Passage shown —

-=-=-=-=-

As emphasized in prior research [25, 26], the most significant predictor of successful TOLAC is a history of vaginal birth. The likelihood of a successful VBAC increases if there is a previous history of vaginal birth, previous successful TOLAC, or if natural labor commences during a current pregnancy with attempted TOLAC [27]. Studies examining the duration of TOLAC labor stratified based on the history of vaginal birth [28] indicated that TOLAC groups without a history of vaginal birth were comparable to nulliparous control groups. Conversely, the TOLAC groups with a history of vaginal birth were similar to the multiparous control groups, suggesting that the diagnosis of dysfunctional labor should be based on the number of births. Another study focusing on the first phase of the labor curve and the rate of cervical dilation temporarily [29] found no significant differences between women who underwent TOLAC and those without previous C-sections. This research concludes that women undergoing TOLAC should be diagnosed with labor dysfunction under the same criteria as those without cesarean scars. Study investigating the labor patterns of primary parous women undergoing TOLAC without a history of vaginal birth and those experiencing natural labor [30] reported no differences in the first stage of labor. However, the median duration of the second stage of labor was slightly longer in the TOLAC group. The authors considered that they could not rule out the possibility that a higher incidence of basic labor complications contributed to the longer duration of labor observed. In this study, we included “history of vaginal birth” as one of the adjustment factors. Considering the lower proportion of women with a history of vaginal delivery in the TOLAC group, our result suggested that the observed impact on labor duration in the TOLAC group before adjustment could be partially attributed to the difference in vaginal birth history between the two groups.

-=-=-=-=-

Source material —
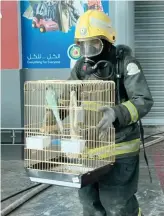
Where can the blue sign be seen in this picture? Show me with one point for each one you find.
(48, 31)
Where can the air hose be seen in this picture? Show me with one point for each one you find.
(24, 199)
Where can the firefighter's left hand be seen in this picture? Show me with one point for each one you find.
(106, 122)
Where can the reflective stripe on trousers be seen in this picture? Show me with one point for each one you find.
(120, 149)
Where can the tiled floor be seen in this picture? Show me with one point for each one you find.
(60, 201)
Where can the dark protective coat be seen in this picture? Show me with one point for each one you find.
(135, 98)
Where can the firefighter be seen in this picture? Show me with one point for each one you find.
(114, 193)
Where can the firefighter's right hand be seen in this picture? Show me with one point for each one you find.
(106, 121)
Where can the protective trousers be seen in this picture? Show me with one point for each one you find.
(114, 194)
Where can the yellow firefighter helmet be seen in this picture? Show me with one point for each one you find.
(94, 24)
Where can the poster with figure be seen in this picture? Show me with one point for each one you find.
(48, 31)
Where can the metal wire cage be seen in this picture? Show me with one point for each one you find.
(62, 141)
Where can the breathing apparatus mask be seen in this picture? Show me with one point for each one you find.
(99, 58)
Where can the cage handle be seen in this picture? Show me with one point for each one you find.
(73, 113)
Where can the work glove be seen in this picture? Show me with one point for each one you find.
(106, 122)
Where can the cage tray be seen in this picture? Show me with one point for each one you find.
(39, 173)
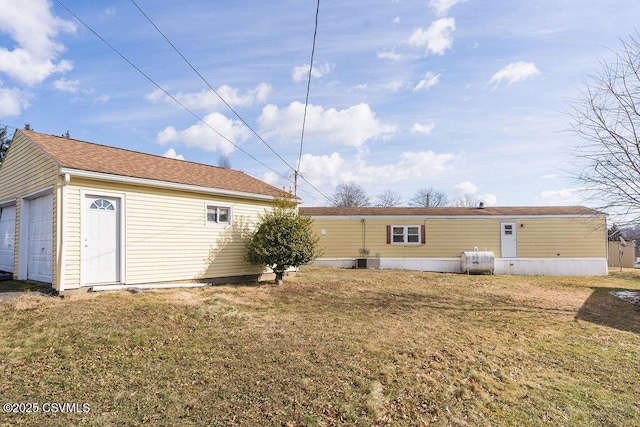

-=-=-=-=-

In the passage on trial of labor after cesarean, what is named as the most significant predictor of successful TOLAC?

A history of vaginal birth.